-- BEGIN TEXT SEGMENT --

Michiko Kamiyama from Food Safety Citizen Watch and Yoko Tomiyama, Consumers Union of Japan, said about this: "The government has put priority on the political schedule between the two countries, not on food safety or human health." In 2005, CUJ was highly critical of the resumption of imports to Japan of beef from the United States due to fears about BSE. "This conclusion was made politically and hastily in response to the American demand that we resume beef imports from the United States," said Yasuaki Yamaura to CBS News.

==Lifting of import ban==
On 17 May 2019, the United States and Japan struck a trade deal to lift the beef import ban, clearing the way for U.S. products to enter the market regardless of age. U.S. agriculture secretary Sonny Perdue hailed the trade deal, stating "This is great news for American ranchers and exporters who now have full access to the Japanese market for their high-quality, safe, wholesome, and delicious U.S. beef." "We are hopeful that Japan’s decision will help lead other markets around the world toward science-based policies," Perdue added.

-- END TEXT SEGMENT --
-- BEGIN DATASET EXCERPTS --

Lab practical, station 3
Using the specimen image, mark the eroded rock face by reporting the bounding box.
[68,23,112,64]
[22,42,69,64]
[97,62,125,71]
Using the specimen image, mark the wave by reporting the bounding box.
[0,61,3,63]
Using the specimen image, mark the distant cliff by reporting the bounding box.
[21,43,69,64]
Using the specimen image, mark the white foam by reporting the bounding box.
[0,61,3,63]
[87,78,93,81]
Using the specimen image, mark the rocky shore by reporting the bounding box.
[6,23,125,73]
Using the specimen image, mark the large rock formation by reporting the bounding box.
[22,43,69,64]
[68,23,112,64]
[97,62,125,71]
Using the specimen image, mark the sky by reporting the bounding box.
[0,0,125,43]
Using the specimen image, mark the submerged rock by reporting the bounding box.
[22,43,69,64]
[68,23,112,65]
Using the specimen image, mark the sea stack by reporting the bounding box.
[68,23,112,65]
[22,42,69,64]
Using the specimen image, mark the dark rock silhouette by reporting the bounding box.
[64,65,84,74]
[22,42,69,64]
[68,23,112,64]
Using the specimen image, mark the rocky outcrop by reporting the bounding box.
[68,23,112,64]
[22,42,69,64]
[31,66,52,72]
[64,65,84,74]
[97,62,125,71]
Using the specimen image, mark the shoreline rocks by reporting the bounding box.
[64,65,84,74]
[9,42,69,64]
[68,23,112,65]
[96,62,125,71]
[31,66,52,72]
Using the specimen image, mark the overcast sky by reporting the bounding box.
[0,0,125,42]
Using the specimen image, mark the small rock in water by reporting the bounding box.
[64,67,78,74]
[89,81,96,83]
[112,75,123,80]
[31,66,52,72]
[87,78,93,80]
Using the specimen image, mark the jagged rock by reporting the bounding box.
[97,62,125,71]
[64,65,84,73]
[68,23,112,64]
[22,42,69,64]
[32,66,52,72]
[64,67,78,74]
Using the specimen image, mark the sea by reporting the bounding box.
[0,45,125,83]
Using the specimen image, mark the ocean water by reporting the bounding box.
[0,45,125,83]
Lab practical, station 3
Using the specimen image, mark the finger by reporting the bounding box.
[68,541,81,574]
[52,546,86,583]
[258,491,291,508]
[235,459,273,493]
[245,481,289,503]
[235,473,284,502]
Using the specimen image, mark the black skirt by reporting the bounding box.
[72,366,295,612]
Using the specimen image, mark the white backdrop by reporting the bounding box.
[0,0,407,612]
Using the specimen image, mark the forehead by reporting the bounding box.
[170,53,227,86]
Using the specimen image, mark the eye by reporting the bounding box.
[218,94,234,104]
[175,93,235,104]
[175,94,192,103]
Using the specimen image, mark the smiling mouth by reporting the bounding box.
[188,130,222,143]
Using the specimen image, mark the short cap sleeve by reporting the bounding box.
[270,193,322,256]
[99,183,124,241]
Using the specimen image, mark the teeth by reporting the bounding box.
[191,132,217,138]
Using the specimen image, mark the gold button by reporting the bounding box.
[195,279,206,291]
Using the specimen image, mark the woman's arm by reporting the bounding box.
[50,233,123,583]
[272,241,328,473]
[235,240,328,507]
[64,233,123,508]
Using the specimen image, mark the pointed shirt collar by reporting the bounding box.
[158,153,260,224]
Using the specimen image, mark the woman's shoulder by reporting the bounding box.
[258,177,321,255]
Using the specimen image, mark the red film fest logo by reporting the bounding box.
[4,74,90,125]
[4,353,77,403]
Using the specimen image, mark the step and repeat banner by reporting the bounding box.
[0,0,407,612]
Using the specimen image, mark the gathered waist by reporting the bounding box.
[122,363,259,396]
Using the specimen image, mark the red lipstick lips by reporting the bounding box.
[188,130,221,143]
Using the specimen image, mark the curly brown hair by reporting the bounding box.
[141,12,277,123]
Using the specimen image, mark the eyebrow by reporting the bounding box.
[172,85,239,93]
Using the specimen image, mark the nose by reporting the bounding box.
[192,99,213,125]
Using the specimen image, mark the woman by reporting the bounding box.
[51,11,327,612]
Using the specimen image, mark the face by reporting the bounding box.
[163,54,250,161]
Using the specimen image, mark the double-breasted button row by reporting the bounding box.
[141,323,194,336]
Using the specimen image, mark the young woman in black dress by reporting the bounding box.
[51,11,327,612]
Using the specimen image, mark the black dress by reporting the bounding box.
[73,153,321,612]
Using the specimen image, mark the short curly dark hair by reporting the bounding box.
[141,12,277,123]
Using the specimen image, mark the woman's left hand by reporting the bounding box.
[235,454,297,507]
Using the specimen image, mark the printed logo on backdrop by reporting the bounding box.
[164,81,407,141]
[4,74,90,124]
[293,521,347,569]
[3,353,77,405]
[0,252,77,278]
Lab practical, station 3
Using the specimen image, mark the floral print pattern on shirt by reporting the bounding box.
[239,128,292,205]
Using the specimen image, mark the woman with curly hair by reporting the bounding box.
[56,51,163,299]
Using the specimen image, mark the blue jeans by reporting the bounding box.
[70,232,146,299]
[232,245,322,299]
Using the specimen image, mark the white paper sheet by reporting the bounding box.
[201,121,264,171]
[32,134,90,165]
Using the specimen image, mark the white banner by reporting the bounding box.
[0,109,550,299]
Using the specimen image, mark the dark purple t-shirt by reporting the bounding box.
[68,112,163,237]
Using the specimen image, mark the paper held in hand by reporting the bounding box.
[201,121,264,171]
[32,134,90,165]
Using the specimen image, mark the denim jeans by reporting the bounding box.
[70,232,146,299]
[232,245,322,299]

-- END DATASET EXCERPTS --

**SHORT TASK**:
1. In the beef import text, which organization is Yoko Tomiyama with?
2. On what date did the United States and Japan strike the deal to lift the beef import ban?
3. Who was the U.S. agriculture secretary that hailed the deal?

**EXERCISE RESPONSE**:
1. Consumers Union of Japan
2. 17 May 2019
3. Sonny Perdue